**Raw data:**
/---

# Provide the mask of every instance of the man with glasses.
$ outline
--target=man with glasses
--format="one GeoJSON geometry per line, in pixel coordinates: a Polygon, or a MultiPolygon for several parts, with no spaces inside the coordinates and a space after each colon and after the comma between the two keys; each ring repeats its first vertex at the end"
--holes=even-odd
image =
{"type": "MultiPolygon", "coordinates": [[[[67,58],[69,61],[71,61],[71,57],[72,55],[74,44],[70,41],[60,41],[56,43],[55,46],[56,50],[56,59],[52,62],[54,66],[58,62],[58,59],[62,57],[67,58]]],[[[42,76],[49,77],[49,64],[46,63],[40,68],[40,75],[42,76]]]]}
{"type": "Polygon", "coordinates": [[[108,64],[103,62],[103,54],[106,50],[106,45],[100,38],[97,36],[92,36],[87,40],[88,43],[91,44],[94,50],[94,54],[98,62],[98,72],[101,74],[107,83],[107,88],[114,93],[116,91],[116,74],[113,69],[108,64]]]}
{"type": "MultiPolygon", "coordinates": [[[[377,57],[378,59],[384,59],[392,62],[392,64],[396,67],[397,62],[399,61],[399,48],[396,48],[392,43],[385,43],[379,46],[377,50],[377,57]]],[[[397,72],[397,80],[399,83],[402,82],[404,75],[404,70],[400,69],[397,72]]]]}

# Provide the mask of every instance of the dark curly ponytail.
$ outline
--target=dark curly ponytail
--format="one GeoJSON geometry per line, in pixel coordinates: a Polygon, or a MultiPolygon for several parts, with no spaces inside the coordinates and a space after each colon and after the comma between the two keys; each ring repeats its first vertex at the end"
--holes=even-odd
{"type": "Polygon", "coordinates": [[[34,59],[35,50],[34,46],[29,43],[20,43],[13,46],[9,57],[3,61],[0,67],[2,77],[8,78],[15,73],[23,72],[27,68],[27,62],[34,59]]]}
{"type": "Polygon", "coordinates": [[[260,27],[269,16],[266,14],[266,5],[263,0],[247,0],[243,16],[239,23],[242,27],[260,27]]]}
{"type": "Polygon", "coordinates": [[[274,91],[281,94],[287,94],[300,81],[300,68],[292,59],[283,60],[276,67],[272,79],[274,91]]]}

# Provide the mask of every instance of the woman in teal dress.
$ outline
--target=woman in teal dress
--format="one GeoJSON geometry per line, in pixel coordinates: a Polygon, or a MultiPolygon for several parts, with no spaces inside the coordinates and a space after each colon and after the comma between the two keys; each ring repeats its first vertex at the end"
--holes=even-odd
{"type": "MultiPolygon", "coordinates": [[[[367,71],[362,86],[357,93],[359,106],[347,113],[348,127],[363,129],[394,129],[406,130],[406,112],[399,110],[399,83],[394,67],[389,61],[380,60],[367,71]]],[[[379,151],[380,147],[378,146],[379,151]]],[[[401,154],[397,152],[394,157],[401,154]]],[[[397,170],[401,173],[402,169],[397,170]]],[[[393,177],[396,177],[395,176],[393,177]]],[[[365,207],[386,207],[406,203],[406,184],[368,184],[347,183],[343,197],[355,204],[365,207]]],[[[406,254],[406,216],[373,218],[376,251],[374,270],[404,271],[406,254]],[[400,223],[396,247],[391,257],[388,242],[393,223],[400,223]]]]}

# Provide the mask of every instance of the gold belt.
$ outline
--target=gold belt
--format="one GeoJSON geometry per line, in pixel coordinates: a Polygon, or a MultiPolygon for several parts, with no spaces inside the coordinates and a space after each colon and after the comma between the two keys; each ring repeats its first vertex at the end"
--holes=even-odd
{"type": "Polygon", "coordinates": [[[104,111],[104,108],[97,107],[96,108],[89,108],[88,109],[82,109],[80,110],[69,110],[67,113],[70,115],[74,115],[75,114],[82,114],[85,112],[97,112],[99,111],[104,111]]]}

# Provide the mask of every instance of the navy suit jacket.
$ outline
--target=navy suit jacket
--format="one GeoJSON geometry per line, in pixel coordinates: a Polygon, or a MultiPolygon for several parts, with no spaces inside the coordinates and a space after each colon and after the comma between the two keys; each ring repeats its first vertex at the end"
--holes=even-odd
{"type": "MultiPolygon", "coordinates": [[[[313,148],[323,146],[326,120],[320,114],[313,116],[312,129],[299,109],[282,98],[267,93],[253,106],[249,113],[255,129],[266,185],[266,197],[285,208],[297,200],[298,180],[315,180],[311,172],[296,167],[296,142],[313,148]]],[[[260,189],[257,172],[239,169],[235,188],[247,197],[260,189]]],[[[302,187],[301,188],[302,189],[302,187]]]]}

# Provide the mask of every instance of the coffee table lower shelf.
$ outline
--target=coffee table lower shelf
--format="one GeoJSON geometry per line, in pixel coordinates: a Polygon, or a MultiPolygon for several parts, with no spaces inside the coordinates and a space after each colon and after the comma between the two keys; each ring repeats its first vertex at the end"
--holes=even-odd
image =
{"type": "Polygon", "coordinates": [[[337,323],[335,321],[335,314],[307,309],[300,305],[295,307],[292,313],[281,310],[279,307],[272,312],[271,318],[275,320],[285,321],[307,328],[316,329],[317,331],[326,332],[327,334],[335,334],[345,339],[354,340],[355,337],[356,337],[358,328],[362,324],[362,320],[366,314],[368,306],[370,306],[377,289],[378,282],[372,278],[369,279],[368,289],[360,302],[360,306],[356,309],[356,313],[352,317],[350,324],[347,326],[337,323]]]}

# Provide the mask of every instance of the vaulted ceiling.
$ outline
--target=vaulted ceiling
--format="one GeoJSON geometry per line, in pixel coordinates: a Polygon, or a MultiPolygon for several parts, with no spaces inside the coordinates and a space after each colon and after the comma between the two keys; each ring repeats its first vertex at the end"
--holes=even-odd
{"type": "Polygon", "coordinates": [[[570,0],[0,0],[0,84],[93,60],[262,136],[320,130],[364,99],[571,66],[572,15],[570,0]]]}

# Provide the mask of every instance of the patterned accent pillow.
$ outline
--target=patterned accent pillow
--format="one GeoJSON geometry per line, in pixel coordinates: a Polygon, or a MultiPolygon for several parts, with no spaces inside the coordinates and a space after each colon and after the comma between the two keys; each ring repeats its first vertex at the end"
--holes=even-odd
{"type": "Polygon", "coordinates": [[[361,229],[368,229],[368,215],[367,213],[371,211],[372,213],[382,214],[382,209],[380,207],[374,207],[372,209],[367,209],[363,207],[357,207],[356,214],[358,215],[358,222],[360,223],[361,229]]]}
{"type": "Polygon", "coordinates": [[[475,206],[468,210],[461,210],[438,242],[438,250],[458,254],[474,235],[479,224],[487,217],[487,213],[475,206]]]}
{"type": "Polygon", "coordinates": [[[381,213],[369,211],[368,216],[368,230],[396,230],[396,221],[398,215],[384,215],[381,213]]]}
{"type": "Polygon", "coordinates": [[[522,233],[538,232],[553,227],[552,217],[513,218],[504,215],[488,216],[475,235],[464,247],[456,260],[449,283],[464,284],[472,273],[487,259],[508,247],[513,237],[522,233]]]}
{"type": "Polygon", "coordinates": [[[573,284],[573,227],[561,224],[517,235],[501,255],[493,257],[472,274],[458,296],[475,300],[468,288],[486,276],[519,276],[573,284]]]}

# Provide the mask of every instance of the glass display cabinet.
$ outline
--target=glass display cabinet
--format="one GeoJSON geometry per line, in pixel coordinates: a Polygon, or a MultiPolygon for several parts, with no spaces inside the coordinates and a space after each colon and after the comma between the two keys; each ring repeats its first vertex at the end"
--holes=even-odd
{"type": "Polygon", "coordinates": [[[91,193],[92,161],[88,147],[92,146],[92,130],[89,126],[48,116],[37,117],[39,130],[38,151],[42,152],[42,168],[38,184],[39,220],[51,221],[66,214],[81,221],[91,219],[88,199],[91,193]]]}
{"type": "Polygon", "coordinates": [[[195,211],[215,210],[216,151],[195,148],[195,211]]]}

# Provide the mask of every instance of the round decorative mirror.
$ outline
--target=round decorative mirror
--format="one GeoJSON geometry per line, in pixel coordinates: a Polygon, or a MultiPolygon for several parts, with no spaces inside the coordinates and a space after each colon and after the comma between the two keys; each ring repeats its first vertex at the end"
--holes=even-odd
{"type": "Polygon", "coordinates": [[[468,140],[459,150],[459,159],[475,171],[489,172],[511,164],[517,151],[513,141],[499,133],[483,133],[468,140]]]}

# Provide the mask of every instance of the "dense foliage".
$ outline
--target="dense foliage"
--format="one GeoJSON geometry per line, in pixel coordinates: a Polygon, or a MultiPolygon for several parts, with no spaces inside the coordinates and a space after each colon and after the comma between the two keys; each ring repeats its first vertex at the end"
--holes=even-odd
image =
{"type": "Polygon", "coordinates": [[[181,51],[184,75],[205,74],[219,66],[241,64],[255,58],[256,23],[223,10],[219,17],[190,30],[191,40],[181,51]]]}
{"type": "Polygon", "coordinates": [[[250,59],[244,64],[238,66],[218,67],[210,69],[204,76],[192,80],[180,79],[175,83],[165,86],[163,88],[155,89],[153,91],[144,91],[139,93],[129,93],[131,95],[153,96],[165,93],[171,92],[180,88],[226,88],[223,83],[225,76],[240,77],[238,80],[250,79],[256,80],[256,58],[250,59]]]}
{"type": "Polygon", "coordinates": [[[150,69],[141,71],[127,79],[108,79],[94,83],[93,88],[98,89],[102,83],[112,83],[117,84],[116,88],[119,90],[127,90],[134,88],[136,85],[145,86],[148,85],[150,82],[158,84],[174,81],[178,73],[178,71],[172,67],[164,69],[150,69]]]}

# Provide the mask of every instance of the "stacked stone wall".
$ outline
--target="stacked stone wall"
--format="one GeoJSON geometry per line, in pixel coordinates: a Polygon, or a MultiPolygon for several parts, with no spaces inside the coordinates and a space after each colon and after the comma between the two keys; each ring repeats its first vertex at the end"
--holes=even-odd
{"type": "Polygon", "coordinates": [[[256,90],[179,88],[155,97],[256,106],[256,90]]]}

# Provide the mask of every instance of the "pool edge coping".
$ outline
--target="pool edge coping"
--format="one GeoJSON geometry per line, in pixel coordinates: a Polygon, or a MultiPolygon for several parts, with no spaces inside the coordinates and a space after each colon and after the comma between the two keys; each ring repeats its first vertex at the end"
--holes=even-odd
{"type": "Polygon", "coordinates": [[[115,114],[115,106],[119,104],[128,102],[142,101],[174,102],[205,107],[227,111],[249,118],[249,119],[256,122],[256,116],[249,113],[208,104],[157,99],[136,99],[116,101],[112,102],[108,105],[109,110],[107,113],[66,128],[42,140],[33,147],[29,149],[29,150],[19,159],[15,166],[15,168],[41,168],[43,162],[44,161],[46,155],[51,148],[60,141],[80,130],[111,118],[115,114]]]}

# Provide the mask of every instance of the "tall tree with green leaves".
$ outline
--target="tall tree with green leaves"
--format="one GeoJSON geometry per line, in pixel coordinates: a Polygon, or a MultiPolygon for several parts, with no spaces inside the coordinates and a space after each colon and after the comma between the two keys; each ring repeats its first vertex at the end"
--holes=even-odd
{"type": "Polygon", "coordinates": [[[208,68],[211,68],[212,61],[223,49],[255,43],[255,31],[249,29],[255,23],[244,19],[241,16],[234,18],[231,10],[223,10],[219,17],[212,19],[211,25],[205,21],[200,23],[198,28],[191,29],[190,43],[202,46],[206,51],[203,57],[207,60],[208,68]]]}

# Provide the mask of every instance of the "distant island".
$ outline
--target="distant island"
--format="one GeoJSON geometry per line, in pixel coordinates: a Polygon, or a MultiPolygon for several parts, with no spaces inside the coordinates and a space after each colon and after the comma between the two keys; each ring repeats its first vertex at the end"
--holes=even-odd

\---

**To be done:** Rewrite the lines of the records starting with the line that contains "# Provide the mask of every instance of the gold" and going on through the line that contains "--target=gold belt", replacing "gold belt" with "leather belt" and changing nothing else.

**Reply to the exercise:**
# Provide the mask of every instance of the leather belt.
$ outline
--target=leather belt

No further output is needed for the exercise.